*YOUR GOAL*. Among the records below, how many lines contain "corner"? State the number and nothing more.

*DATA RECORDS*.
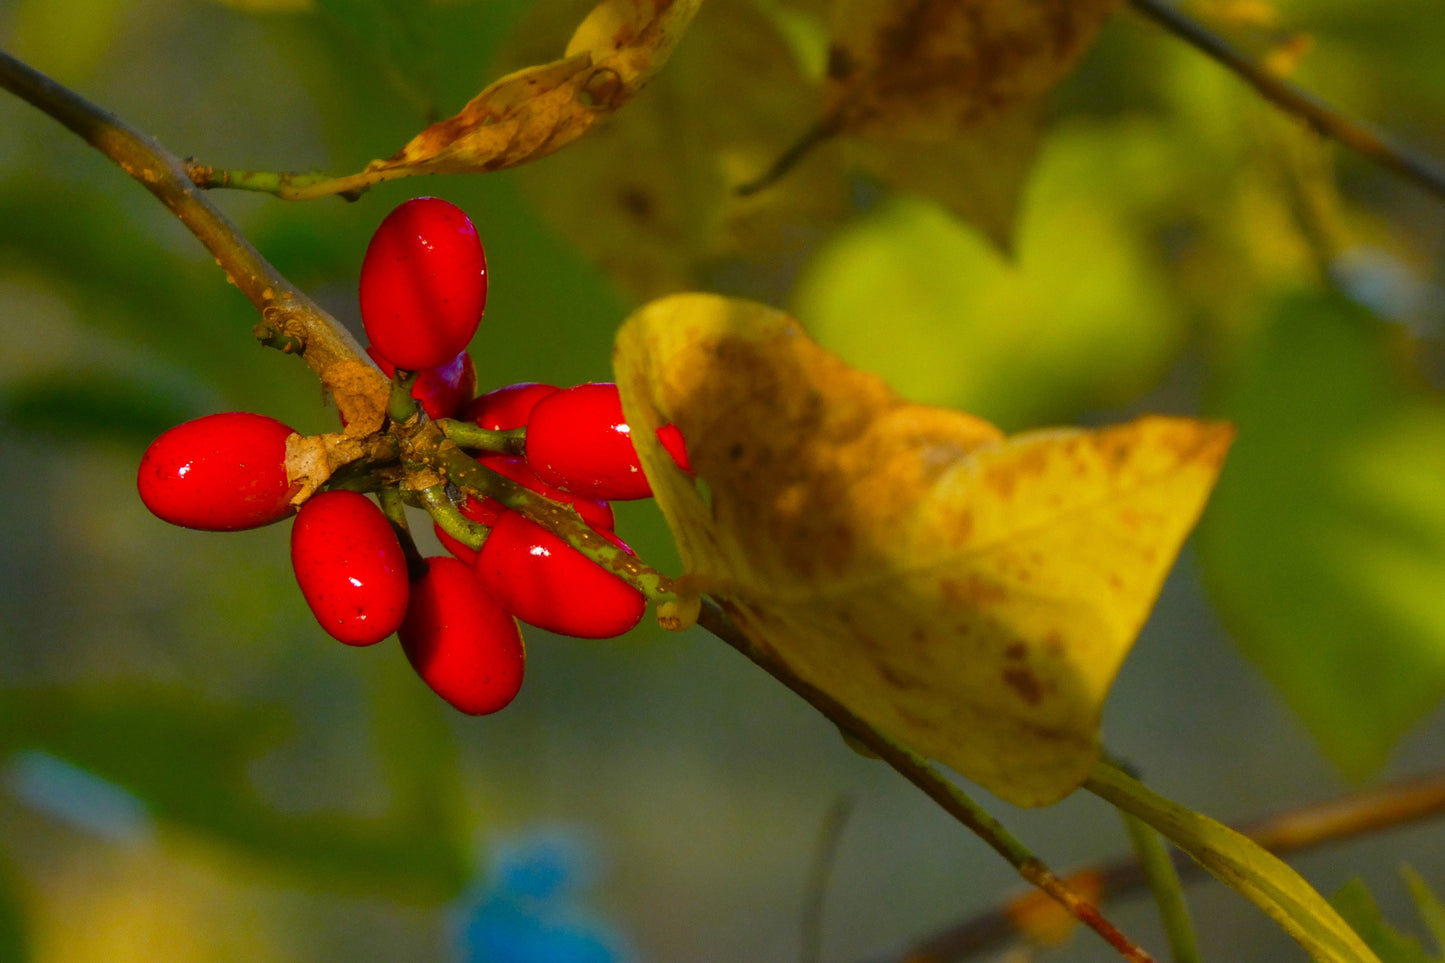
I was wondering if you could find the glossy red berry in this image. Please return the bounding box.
[290,491,409,646]
[359,197,487,372]
[474,510,645,639]
[525,383,652,500]
[367,345,477,421]
[399,557,525,715]
[137,412,299,531]
[434,454,614,564]
[656,423,693,475]
[463,382,559,431]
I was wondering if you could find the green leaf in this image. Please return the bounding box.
[1087,762,1382,963]
[0,368,212,447]
[0,855,30,963]
[0,687,469,899]
[1198,289,1445,778]
[791,123,1187,429]
[1332,879,1437,963]
[1402,866,1445,957]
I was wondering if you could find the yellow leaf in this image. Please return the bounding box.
[615,293,1231,806]
[509,0,850,299]
[845,106,1044,252]
[824,0,1121,139]
[307,0,701,194]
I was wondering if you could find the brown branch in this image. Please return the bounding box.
[698,599,1154,963]
[858,769,1445,963]
[1129,0,1445,204]
[0,49,387,418]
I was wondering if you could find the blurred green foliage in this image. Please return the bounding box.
[2,0,1445,960]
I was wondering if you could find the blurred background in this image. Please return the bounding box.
[2,0,1445,960]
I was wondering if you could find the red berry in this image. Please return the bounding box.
[433,454,614,563]
[656,423,693,475]
[367,345,477,421]
[359,197,488,371]
[525,383,652,500]
[290,491,409,646]
[399,557,525,715]
[463,382,559,431]
[474,510,645,639]
[137,412,299,531]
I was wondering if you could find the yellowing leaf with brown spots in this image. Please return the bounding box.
[824,0,1122,139]
[508,0,850,299]
[278,0,701,197]
[379,0,699,175]
[615,294,1231,806]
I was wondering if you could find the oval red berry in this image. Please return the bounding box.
[525,383,652,500]
[463,382,558,431]
[399,557,525,715]
[474,510,644,640]
[291,490,409,646]
[368,345,477,421]
[137,411,299,531]
[359,197,487,372]
[656,423,693,475]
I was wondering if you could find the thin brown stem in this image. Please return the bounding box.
[0,49,387,418]
[698,600,1153,963]
[735,115,841,197]
[1129,0,1445,204]
[859,770,1445,962]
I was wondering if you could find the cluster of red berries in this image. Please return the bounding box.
[136,197,688,717]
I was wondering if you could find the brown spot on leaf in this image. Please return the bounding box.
[1004,666,1044,705]
[619,185,658,223]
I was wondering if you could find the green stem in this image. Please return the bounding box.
[437,445,677,602]
[1122,810,1201,963]
[184,158,409,201]
[377,488,425,575]
[0,50,388,417]
[436,420,526,456]
[388,371,421,425]
[416,484,489,553]
[184,163,368,201]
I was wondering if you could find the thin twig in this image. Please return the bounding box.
[802,796,856,963]
[0,49,387,417]
[1129,0,1445,204]
[698,599,1155,963]
[863,770,1445,963]
[735,116,841,197]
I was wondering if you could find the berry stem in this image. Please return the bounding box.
[417,483,489,553]
[436,445,676,602]
[183,163,368,201]
[435,420,526,456]
[388,370,421,425]
[377,488,426,576]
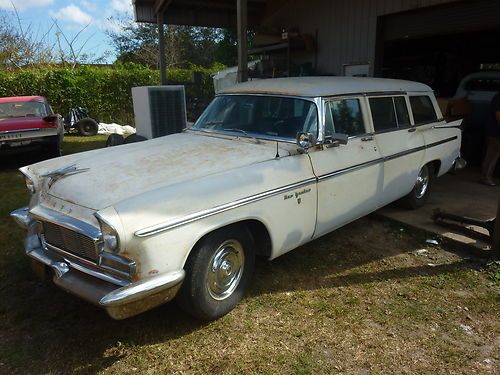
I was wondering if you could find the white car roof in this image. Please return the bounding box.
[221,76,431,97]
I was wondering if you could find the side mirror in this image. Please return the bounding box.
[296,132,317,151]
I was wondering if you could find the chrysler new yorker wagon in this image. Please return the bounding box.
[11,77,463,320]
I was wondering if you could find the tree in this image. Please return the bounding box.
[107,17,238,68]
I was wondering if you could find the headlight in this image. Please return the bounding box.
[95,214,120,253]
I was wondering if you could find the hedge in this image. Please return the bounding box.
[0,63,223,125]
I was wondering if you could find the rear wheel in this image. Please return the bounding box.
[177,225,255,320]
[77,118,98,136]
[400,164,434,209]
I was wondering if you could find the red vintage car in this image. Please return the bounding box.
[0,96,63,157]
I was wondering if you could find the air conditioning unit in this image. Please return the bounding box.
[132,86,187,139]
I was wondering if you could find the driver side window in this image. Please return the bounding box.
[325,98,365,137]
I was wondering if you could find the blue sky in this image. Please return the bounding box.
[0,0,135,62]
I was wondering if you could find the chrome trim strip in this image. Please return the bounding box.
[317,157,384,181]
[0,128,42,134]
[135,135,458,238]
[30,205,101,241]
[135,177,317,237]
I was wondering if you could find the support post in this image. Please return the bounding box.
[493,192,500,257]
[157,11,167,85]
[237,0,248,83]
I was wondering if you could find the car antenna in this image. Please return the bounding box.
[275,141,280,158]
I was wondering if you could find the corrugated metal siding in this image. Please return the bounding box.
[262,0,459,75]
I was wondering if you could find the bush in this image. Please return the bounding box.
[0,63,221,125]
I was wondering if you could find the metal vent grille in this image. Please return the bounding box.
[149,87,186,138]
[43,221,98,261]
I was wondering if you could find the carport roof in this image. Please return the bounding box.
[133,0,272,28]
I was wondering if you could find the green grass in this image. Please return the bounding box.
[0,135,499,374]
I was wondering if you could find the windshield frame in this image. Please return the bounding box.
[190,93,322,144]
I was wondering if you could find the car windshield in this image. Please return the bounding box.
[192,95,318,141]
[0,100,49,119]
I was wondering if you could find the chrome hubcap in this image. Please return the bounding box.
[206,240,245,300]
[415,166,430,199]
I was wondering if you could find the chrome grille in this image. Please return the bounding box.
[42,221,99,261]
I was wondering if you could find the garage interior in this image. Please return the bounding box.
[377,0,500,166]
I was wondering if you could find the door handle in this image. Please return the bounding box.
[408,128,417,133]
[361,136,374,142]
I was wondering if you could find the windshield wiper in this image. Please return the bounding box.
[223,128,260,144]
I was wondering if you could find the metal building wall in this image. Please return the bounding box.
[262,0,459,76]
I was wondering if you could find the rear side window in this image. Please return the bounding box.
[369,97,397,131]
[394,97,410,127]
[325,98,365,136]
[410,96,438,124]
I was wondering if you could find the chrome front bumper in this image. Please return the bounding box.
[11,207,185,320]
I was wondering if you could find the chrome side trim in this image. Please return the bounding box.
[0,128,41,134]
[135,177,317,237]
[317,157,384,182]
[30,205,101,240]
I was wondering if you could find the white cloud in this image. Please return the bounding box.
[0,0,54,11]
[111,0,132,15]
[49,4,92,25]
[80,0,96,12]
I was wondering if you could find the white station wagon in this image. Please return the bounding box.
[12,77,463,320]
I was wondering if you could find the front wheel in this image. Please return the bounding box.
[400,164,434,209]
[177,225,255,320]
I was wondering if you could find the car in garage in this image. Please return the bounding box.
[0,96,63,157]
[11,77,463,321]
[454,71,500,164]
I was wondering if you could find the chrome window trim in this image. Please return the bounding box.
[135,136,458,238]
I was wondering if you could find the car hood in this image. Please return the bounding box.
[26,132,289,210]
[0,117,52,131]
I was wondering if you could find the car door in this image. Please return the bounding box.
[309,96,384,238]
[369,95,425,206]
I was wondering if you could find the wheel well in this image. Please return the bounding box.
[429,160,441,176]
[190,220,272,262]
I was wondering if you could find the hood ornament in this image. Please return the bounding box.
[42,164,90,188]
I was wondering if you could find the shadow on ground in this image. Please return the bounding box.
[0,214,479,374]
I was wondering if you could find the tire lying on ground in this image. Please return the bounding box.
[76,118,99,136]
[105,134,124,147]
[124,134,147,144]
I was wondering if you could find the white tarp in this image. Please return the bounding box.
[98,123,136,135]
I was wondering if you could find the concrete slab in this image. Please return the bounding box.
[377,167,498,253]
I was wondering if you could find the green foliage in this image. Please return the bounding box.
[0,63,221,125]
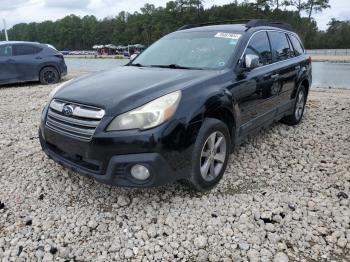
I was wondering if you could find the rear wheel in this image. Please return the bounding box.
[40,67,60,85]
[187,118,231,191]
[281,86,307,125]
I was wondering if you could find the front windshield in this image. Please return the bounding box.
[131,31,242,70]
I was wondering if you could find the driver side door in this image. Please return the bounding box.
[232,31,280,135]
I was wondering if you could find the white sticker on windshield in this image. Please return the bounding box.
[214,32,241,40]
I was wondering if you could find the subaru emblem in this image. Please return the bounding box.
[62,105,74,116]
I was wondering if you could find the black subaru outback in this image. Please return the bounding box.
[39,20,312,191]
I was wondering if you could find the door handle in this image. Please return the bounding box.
[271,74,279,80]
[35,57,42,60]
[6,59,15,63]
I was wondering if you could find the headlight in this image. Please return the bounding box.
[107,90,181,131]
[48,80,72,100]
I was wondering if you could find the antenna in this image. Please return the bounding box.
[3,19,8,41]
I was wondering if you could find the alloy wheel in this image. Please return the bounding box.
[295,90,305,120]
[200,131,227,182]
[44,70,56,84]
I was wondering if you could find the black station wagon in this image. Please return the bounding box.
[39,20,312,191]
[0,41,67,85]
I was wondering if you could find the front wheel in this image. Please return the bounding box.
[187,118,231,192]
[281,86,307,125]
[40,67,60,85]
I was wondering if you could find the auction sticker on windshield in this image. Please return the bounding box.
[214,32,241,40]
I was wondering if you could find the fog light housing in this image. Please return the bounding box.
[130,164,150,181]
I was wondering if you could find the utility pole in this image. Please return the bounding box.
[3,19,8,41]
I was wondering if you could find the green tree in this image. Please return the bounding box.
[3,0,345,50]
[289,0,307,15]
[305,0,330,20]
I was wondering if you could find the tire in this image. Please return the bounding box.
[281,86,307,125]
[39,67,60,85]
[187,118,231,192]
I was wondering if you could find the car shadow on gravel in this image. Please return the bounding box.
[0,81,45,89]
[52,166,192,199]
[0,77,74,89]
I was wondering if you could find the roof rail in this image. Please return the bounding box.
[177,19,252,31]
[246,19,294,31]
[178,19,294,32]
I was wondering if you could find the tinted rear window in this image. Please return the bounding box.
[13,44,42,56]
[0,45,12,57]
[289,34,304,56]
[268,32,294,61]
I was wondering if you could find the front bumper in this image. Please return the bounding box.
[40,132,177,187]
[39,116,199,187]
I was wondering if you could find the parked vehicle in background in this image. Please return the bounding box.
[64,50,95,55]
[0,41,67,85]
[39,20,311,191]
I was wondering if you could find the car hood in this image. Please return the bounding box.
[55,66,221,115]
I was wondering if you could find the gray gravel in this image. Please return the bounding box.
[0,75,349,261]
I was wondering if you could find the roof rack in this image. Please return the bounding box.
[178,19,294,32]
[177,19,252,30]
[246,19,294,31]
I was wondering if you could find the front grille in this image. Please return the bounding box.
[46,99,105,140]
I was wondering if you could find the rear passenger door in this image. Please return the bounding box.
[12,44,43,81]
[267,31,298,112]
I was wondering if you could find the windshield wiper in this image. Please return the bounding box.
[129,63,147,67]
[150,64,203,70]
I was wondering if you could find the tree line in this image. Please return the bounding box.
[0,0,349,50]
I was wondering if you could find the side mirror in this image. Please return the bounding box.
[245,54,260,70]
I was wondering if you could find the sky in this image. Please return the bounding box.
[0,0,349,31]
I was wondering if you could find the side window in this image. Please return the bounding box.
[0,45,13,57]
[244,31,272,67]
[13,45,41,56]
[289,34,304,56]
[286,35,295,58]
[268,31,293,62]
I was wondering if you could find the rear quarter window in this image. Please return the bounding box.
[289,34,305,56]
[13,44,42,56]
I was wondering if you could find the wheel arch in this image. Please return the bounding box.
[39,64,61,79]
[292,77,310,99]
[204,105,236,143]
[301,78,310,96]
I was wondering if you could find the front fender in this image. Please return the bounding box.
[184,88,237,143]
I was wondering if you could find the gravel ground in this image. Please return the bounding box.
[0,75,349,261]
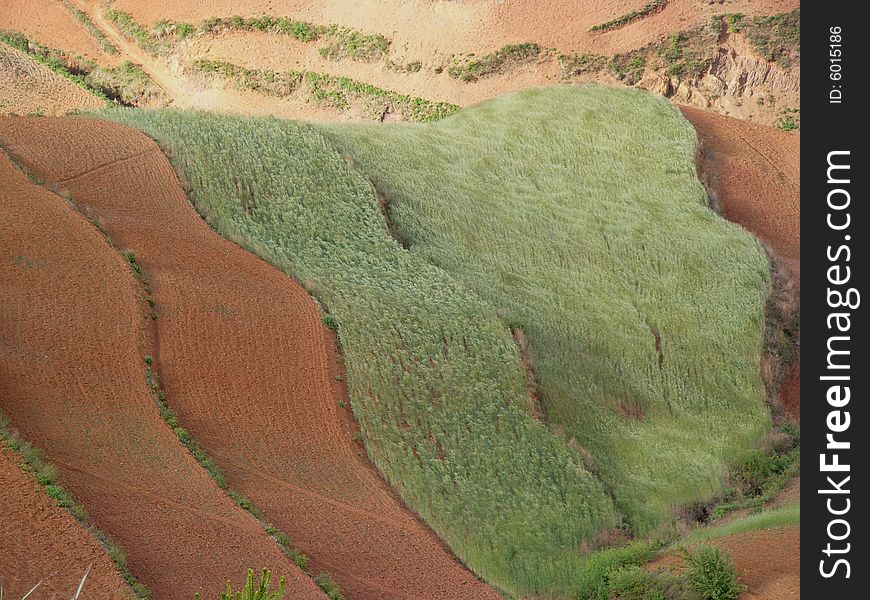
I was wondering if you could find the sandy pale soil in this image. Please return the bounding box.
[0,44,105,116]
[0,135,323,600]
[0,0,121,66]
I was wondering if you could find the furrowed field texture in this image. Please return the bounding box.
[103,85,771,597]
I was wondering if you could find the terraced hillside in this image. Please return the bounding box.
[0,135,324,600]
[1,116,501,600]
[104,85,772,597]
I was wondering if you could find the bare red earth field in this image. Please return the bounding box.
[0,117,502,600]
[0,144,321,600]
[0,446,130,599]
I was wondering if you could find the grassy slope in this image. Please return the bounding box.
[103,85,770,596]
[103,106,618,598]
[318,85,771,531]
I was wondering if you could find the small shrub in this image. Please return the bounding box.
[684,546,745,600]
[197,568,286,600]
[314,573,346,600]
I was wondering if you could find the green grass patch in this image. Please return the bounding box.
[105,9,167,54]
[741,9,800,67]
[102,85,770,597]
[193,59,303,96]
[0,412,150,598]
[447,43,541,82]
[318,27,391,62]
[63,1,119,54]
[199,15,323,42]
[590,0,670,33]
[304,72,458,121]
[558,52,607,79]
[684,502,799,547]
[314,572,346,600]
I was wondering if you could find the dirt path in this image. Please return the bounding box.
[0,141,324,600]
[1,117,502,600]
[0,447,131,599]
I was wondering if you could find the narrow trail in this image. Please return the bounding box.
[0,135,325,600]
[1,117,503,600]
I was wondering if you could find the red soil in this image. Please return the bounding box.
[1,117,502,600]
[717,527,800,600]
[681,106,800,423]
[0,447,130,599]
[0,144,322,600]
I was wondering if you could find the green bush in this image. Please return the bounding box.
[196,568,286,600]
[313,573,346,600]
[684,546,745,600]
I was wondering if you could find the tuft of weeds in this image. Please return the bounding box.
[682,546,745,600]
[741,9,800,67]
[313,573,346,600]
[558,52,607,79]
[608,51,647,85]
[318,27,391,62]
[447,43,541,81]
[776,107,800,131]
[590,0,669,33]
[304,72,459,121]
[199,15,324,43]
[195,568,286,600]
[105,9,167,55]
[192,60,303,96]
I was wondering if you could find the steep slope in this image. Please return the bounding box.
[0,117,501,600]
[0,141,322,600]
[0,447,130,599]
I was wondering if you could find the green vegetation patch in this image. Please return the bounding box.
[447,43,541,82]
[103,85,770,597]
[199,15,323,43]
[741,9,800,67]
[558,52,607,79]
[304,72,458,121]
[193,59,303,96]
[105,9,168,54]
[318,86,770,534]
[318,27,391,62]
[590,0,669,33]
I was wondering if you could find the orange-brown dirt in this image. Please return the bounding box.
[0,447,131,599]
[0,117,502,600]
[653,527,800,600]
[682,106,800,423]
[0,44,106,116]
[114,0,798,56]
[0,1,796,124]
[0,145,323,600]
[0,0,121,66]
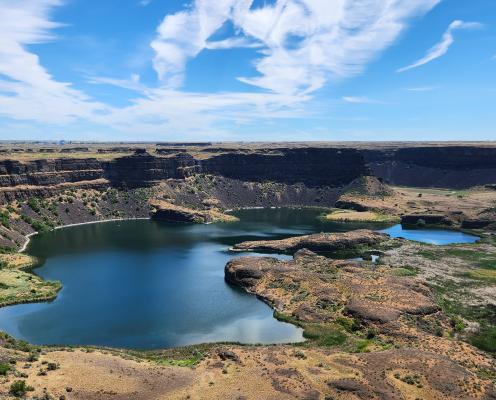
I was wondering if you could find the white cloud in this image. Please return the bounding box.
[0,0,107,124]
[152,0,441,94]
[206,37,262,50]
[397,20,482,73]
[0,0,442,139]
[151,1,252,87]
[87,74,147,93]
[342,96,383,104]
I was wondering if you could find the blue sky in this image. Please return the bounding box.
[0,0,494,141]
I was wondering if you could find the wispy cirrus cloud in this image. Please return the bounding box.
[152,0,441,95]
[0,0,107,124]
[397,20,482,73]
[0,0,442,139]
[87,74,147,93]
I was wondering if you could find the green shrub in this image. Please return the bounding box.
[303,324,347,346]
[393,266,418,277]
[470,326,496,353]
[0,211,10,228]
[450,316,466,332]
[0,363,10,375]
[9,380,34,397]
[21,215,33,224]
[30,220,50,234]
[27,198,41,213]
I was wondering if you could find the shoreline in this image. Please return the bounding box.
[18,217,151,254]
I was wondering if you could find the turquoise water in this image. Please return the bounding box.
[0,208,479,349]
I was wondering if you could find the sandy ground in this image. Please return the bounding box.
[2,344,494,400]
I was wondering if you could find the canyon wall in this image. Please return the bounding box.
[200,148,368,187]
[1,144,496,202]
[363,146,496,188]
[0,159,104,188]
[0,147,369,201]
[105,152,199,187]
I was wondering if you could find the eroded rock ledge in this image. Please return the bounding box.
[231,229,389,254]
[150,199,237,224]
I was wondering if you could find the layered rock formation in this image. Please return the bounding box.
[231,229,389,254]
[201,147,369,187]
[0,158,104,188]
[2,144,496,203]
[0,148,367,202]
[363,145,496,188]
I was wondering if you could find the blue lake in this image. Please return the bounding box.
[0,208,479,349]
[381,224,479,245]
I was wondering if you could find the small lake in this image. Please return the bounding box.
[381,224,479,245]
[0,208,479,349]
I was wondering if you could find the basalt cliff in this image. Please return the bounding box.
[2,143,496,201]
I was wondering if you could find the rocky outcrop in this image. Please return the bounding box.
[231,229,389,254]
[462,219,496,230]
[225,249,437,325]
[150,200,237,224]
[328,349,496,400]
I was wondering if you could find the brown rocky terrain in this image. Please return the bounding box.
[231,229,388,254]
[1,344,494,400]
[224,247,496,397]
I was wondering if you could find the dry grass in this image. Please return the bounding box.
[323,209,400,223]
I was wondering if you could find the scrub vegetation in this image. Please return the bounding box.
[0,252,61,307]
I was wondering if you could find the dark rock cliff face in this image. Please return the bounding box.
[1,145,495,200]
[105,153,199,187]
[0,159,104,188]
[201,148,369,187]
[362,146,496,188]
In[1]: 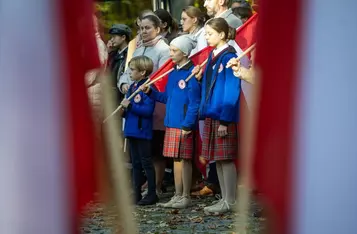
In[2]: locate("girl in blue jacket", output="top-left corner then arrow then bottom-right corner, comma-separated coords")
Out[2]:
193,18 -> 241,214
120,55 -> 157,206
143,35 -> 201,209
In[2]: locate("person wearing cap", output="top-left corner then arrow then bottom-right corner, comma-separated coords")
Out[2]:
142,35 -> 201,209
204,0 -> 242,29
232,1 -> 253,23
107,24 -> 132,102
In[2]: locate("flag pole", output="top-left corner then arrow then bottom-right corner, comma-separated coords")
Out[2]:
234,63 -> 260,234
101,71 -> 138,234
226,44 -> 256,69
103,68 -> 174,123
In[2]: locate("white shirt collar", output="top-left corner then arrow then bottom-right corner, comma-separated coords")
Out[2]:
177,60 -> 191,70
213,43 -> 229,57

*ANSWER FOR THE TASK*. 4